Page extract:
-=-=-
Question: What is the bandwidth of the host memory to GPU memory? Also, should this be high? Can it be a bottleneck?

jedavis

Experimentally, it appears to be about 5.5 GB/s on one of the GHC machines with a GTX480. Even if we double this like we did in assignment 1, it still seems low enough that it is very likely a bottleneck.

kayvonf

The GPUs in the lab are connected to the CPU via a PCIe 2.0 x16 bus. (A 16-lane PCIe 2 bus). PCIe 2 provides a per lane throughput of 500 MB/sec, so a 16-lane bus has a theoretical peak bandwidth of 8 GB/sec.

http://en.wikipedia.org/wiki/PCI_Express#PCI_Express_2.0

smcqueen

During the review session on CUDA, it was mentioned that the actual bandwidth seen in program 3 of assignment 1 was about half of the theoretical peak. Since it seems that this theoretical peak isn't actually reached, is there a percentage that you can actually expect to see in practice?

alex

@smcqueen: Actually, I've been spending a fair bit of time this week attempting to get closer to the theoretical peak for program 3. To make the problem simpler, try to just get close to the theoretical peak for writes only - i.e., make this pseudocode program get close to theoretical bandwidth:

char buffer[NUM_BYTES];
double start_time = get_current_time_in_seconds();
for (size_t i = 0; i < NUM_BYTES; i++) {
    buffer[i] = 0;
}
double end_time = get_current_time_in_seconds();     
double bandwidth = (double) NUM_BYTES / (end_time - start_time);

With gcc and SSE intrinsics or ispc, I can achieve about half the theoretical peak bandwidth with writes. After some exploration, I thought I had found the problem: the cache controller must read the cache line, modify it, then write it back since SSE instructions allow 16 byte writes but cache lines tend to be 64 bytes long. The unnecessary read is causing us to only have half the desired bandwidth! However, there are some special non-temporal instructions (see here for more) that allow the processor to ignore the cache coherency protocol. When I modified the code above to use these non-temporal instructions, I get about three-quarters of the peak bandwidth on my Ivy Bride machine (but just over half on the older ghc machines).

Where is the last quarter? I don't know yet, but I'm still trying to find out. Expect a blog post when I do. In the mean time, if you can get close to max theoretical bandwidth on writes I'll buy you a beer or soda or whatever your favorite drink is.
-=-=-
Outline rows:

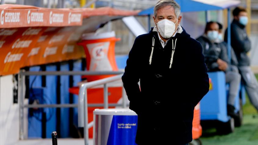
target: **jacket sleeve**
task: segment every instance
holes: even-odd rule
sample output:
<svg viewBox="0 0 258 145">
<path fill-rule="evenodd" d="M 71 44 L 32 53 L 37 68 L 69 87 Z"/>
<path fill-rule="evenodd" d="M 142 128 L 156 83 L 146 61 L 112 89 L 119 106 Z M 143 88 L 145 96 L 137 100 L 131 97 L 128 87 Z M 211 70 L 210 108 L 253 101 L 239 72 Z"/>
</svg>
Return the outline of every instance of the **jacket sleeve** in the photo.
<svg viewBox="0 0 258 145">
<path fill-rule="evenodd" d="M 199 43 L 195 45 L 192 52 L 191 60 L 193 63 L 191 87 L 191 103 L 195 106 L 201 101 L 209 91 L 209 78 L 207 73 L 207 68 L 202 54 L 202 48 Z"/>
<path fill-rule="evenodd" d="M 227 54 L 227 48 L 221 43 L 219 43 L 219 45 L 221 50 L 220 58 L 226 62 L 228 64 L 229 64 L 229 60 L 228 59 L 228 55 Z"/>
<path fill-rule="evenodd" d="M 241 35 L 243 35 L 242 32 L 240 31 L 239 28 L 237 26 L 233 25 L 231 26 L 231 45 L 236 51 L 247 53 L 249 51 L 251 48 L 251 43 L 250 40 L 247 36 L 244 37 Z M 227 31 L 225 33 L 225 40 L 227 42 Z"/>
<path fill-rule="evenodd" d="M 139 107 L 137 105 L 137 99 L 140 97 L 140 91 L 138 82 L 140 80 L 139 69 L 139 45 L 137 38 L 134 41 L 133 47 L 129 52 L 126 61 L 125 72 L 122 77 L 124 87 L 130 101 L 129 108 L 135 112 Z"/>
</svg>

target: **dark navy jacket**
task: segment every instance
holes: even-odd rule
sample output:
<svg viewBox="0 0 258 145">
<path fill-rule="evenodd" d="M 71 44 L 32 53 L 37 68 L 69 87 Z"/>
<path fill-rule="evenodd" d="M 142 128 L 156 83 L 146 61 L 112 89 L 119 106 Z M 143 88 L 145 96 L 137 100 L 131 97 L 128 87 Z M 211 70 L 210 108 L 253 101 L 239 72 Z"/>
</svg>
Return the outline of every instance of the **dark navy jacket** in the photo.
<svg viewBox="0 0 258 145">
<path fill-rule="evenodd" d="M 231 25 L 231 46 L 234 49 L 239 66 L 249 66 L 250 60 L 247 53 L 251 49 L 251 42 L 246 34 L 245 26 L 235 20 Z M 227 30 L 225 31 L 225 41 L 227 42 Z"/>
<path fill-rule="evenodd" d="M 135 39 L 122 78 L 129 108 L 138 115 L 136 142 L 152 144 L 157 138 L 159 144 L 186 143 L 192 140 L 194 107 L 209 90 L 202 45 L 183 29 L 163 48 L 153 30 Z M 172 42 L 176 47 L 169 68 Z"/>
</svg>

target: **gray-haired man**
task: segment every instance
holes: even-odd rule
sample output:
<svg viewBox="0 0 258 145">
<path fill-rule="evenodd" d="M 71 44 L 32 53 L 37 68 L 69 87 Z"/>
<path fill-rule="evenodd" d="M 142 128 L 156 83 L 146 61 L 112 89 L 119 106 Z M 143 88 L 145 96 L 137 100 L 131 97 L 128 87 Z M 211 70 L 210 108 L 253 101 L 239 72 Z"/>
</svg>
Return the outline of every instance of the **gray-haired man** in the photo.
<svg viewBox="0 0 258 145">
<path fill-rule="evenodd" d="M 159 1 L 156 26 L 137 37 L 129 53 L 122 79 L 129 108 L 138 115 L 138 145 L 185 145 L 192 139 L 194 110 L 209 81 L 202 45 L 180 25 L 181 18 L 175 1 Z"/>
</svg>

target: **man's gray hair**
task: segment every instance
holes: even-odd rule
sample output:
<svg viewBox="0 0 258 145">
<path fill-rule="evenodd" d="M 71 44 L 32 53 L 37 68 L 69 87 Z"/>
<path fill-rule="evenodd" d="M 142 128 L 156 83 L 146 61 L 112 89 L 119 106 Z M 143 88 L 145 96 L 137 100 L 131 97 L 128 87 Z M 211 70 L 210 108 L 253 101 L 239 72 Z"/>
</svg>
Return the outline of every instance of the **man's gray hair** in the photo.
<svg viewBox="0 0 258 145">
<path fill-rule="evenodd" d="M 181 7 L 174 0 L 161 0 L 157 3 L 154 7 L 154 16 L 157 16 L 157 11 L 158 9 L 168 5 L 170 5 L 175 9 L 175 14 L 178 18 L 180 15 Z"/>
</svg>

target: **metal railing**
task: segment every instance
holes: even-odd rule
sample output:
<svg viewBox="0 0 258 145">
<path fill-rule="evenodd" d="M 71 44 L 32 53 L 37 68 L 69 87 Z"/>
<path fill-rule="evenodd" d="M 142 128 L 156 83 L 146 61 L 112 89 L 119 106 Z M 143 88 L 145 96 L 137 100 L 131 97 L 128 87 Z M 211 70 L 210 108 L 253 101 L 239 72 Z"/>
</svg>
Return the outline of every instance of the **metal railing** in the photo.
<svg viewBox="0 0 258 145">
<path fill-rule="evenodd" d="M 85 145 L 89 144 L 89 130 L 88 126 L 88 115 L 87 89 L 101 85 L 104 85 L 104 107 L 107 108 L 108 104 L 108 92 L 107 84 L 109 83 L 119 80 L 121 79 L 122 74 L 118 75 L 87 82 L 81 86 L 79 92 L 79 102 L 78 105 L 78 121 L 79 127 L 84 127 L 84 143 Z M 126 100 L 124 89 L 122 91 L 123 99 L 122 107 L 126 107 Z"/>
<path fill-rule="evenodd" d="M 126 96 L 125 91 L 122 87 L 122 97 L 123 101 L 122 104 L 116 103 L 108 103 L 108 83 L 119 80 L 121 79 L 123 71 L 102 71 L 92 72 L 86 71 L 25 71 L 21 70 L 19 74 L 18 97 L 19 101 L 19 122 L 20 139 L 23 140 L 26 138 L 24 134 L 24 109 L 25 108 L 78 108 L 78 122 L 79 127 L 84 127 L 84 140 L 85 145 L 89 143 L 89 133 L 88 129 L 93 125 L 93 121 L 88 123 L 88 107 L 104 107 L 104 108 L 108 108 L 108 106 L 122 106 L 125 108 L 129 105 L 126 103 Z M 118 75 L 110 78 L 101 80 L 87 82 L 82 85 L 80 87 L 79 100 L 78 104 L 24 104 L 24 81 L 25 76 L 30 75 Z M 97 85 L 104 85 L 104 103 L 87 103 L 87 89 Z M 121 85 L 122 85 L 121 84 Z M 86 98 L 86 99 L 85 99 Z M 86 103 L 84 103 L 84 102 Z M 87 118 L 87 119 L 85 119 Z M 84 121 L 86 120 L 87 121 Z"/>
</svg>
-=-=-
Prompt 1: Output the part of the GPU bandwidth thread that begins at the words "Question: What is" and stops after "of 8 GB/sec.".
Prompt 2: Pick out every line of the rows that contains the string "jacket", where case counts.
The rows have nothing to do with the forum thread.

Task solution 1:
Question: What is the bandwidth of the host memory to GPU memory? Also, should this be high? Can it be a bottleneck?

jedavis

Experimentally, it appears to be about 5.5 GB/s on one of the GHC machines with a GTX480. Even if we double this like we did in assignment 1, it still seems low enough that it is very likely a bottleneck.

kayvonf

The GPUs in the lab are connected to the CPU via a PCIe 2.0 x16 bus. (A 16-lane PCIe 2 bus). PCIe 2 provides a per lane throughput of 500 MB/sec, so a 16-lane bus has a theoretical peak bandwidth of 8 GB/sec.

Task solution 2:
target: **jacket sleeve**
Return the outline of every instance of the **jacket sleeve** in the photo.
target: **dark navy jacket**
Return the outline of every instance of the **dark navy jacket** in the photo.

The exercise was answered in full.